*Objective*
Pick out each line in the records below that contains the word "grey", and copy those lines out.

Dataset excerpts on pointing at objects:
- - -
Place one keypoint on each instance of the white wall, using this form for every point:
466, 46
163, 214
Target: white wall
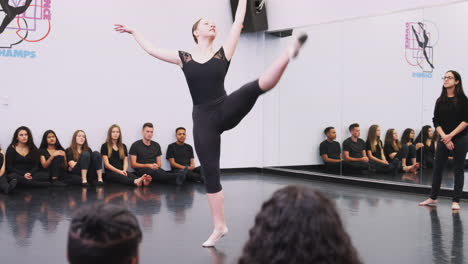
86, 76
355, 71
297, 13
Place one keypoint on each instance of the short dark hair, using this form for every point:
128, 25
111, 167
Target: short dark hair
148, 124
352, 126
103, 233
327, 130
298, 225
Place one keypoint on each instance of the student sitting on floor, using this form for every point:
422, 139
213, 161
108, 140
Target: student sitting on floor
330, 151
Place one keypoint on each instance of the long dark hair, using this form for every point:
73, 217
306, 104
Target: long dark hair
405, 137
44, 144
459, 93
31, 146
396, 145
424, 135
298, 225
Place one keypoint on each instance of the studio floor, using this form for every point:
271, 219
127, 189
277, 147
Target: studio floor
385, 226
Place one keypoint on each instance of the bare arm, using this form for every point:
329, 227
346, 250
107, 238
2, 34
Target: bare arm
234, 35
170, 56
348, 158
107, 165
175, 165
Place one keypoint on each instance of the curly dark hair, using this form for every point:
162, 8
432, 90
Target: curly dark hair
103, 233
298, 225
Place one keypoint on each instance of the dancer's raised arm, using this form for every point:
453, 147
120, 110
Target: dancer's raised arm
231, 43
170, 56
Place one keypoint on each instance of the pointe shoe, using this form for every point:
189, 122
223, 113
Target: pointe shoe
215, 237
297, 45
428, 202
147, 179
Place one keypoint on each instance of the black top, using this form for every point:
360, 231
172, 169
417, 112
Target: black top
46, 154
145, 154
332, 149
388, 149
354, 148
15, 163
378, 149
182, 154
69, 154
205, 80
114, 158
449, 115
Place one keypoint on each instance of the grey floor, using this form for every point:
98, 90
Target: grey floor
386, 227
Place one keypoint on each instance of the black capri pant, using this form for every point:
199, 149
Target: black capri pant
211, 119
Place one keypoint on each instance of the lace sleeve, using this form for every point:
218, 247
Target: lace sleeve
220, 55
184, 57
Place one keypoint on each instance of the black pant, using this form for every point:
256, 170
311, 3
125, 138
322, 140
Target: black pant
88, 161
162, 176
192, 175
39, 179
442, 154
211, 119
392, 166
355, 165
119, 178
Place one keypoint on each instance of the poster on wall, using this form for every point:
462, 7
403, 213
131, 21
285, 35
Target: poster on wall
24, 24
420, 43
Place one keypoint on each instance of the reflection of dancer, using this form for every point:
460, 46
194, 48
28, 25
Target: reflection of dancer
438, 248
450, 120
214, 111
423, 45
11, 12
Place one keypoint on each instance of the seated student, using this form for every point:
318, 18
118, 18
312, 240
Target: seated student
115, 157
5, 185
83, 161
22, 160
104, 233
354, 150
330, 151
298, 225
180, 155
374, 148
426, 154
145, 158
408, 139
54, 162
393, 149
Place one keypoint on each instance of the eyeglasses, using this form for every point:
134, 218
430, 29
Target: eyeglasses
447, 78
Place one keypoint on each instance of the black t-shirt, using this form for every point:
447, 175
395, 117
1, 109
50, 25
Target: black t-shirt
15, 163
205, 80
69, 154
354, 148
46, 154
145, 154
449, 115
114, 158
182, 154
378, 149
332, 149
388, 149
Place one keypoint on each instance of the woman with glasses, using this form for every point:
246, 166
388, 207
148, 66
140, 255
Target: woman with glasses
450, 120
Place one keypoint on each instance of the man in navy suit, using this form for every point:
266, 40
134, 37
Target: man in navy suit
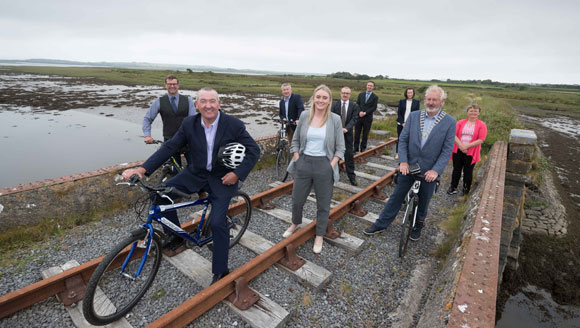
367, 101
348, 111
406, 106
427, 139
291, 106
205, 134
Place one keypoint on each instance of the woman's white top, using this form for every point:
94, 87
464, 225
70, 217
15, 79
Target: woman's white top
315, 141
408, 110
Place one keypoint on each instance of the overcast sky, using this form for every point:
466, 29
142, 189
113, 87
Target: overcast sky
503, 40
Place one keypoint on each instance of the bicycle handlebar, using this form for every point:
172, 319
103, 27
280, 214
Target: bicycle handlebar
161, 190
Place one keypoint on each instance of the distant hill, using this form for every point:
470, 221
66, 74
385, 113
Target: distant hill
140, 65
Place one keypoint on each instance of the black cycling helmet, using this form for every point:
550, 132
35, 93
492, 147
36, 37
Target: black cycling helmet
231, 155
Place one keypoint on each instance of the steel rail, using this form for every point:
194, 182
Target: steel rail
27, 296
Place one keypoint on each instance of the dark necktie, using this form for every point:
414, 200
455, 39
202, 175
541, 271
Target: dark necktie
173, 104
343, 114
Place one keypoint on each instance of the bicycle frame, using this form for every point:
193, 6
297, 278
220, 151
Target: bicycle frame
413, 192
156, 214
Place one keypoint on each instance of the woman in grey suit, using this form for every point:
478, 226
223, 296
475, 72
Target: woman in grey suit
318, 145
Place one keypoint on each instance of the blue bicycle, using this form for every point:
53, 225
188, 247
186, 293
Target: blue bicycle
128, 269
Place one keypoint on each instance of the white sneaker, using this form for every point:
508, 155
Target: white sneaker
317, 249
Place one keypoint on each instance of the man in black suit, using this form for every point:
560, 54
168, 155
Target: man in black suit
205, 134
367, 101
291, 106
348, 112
- - -
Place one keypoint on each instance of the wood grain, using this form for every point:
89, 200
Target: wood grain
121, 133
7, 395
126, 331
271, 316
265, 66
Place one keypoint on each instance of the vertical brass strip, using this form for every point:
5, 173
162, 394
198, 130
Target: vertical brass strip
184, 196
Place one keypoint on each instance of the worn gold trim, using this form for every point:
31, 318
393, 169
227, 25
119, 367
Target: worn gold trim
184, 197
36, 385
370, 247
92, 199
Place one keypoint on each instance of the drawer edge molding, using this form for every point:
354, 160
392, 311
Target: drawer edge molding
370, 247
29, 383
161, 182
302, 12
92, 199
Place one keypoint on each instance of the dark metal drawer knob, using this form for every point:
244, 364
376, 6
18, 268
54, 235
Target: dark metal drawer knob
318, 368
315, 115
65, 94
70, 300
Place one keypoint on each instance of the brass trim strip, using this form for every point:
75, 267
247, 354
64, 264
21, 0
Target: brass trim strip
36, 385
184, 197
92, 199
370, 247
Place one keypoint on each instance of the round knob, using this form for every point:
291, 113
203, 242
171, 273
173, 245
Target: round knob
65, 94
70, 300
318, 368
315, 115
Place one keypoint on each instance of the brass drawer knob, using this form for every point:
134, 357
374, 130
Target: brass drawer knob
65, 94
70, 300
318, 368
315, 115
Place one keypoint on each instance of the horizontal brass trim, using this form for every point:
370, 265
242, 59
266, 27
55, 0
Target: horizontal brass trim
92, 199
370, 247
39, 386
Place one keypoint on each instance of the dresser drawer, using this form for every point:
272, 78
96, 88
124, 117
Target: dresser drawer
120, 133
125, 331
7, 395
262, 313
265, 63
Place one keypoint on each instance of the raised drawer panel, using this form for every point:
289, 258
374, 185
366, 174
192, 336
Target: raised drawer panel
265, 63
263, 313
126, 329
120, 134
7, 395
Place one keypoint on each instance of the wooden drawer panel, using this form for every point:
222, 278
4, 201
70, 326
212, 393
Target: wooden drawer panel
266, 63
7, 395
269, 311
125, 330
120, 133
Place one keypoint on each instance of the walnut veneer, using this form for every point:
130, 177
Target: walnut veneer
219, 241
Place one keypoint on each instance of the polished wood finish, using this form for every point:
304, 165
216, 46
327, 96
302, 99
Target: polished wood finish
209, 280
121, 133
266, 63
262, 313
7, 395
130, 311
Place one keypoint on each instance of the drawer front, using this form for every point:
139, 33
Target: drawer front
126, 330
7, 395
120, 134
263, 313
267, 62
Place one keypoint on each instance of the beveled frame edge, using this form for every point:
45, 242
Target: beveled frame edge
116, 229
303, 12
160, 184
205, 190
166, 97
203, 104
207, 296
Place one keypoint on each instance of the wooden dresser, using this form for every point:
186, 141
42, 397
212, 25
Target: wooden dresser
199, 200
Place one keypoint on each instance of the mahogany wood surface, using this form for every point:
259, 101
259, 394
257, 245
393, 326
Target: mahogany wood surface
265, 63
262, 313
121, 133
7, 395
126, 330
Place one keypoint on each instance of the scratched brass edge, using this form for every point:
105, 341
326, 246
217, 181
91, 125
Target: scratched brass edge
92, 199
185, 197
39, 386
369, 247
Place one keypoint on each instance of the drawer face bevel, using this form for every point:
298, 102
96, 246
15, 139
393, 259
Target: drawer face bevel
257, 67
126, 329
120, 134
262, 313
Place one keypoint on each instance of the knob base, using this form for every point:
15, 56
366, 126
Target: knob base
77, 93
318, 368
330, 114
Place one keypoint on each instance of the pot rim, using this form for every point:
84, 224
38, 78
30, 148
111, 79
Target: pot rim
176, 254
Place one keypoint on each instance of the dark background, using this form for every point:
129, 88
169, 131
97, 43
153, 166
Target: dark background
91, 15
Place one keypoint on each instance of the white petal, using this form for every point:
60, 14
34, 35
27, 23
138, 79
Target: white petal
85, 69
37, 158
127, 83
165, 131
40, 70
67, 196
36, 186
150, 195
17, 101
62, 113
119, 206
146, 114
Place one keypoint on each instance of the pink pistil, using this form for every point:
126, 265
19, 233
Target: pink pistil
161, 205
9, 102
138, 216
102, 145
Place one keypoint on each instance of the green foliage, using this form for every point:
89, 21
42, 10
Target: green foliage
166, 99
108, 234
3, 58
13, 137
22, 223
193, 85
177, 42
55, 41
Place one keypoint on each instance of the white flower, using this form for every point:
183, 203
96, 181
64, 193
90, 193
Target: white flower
- - -
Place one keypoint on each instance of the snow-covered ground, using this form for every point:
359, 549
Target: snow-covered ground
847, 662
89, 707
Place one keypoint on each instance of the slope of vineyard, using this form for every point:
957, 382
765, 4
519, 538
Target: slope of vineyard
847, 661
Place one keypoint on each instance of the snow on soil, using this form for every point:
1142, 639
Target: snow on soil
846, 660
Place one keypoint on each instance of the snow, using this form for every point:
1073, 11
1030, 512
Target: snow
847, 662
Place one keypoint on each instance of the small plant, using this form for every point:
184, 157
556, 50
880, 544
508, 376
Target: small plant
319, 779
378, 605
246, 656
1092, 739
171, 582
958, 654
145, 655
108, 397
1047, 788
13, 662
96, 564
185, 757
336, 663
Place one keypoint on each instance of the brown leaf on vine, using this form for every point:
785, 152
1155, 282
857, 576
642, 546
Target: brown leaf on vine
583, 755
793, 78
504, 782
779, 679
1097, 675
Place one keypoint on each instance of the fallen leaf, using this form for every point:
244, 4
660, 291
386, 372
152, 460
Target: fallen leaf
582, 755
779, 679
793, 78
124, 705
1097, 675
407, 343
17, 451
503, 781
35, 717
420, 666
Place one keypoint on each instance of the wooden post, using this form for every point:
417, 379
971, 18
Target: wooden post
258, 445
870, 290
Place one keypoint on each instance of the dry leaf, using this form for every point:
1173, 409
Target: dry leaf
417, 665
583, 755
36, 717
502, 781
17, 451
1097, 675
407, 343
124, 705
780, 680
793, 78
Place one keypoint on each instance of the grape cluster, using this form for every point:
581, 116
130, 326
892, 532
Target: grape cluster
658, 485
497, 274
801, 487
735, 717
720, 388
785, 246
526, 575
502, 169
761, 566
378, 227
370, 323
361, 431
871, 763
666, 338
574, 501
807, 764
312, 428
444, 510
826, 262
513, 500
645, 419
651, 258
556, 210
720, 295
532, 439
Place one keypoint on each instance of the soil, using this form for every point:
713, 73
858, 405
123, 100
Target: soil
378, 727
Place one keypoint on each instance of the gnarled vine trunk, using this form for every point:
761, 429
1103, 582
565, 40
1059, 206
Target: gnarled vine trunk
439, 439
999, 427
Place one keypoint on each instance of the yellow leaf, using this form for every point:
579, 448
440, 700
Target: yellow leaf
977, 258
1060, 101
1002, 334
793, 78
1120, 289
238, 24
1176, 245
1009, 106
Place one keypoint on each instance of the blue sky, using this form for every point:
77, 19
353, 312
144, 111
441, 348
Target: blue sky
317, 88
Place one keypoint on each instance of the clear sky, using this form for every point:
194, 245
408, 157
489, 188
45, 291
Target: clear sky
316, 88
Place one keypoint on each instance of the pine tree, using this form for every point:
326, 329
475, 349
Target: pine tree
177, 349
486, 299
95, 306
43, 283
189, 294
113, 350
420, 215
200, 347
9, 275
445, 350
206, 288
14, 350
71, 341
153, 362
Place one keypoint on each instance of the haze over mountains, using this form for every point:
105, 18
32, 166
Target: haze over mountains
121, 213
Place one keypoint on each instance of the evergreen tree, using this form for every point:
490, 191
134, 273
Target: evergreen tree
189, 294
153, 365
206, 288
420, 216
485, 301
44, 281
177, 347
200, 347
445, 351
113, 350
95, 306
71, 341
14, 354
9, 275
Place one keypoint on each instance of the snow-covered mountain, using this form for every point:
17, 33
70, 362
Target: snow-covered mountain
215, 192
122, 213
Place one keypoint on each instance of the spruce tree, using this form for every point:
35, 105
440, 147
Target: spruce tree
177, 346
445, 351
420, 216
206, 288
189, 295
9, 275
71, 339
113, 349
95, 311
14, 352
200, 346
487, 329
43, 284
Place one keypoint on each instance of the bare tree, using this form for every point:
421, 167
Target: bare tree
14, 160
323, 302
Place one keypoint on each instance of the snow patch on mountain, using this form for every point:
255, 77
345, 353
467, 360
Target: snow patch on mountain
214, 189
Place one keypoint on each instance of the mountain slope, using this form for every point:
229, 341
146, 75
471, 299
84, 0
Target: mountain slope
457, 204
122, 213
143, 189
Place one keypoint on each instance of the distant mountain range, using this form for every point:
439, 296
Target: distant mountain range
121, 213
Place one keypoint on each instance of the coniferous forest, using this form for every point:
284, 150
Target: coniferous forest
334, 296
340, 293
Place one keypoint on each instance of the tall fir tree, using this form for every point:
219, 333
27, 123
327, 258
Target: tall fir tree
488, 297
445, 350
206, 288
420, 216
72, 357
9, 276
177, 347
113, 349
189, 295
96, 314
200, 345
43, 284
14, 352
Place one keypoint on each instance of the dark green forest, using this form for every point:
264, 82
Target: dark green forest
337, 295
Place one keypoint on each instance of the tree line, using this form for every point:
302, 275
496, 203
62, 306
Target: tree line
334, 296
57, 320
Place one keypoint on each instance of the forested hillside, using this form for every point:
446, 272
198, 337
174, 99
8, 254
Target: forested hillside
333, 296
- - -
*Complete output*
Place one keypoint on each instance of the grey floor, using this form for every point:
Target: grey floor
Place one keypoint on each instance of the woman in grey suit, using this form for every point:
Target: woman in grey suit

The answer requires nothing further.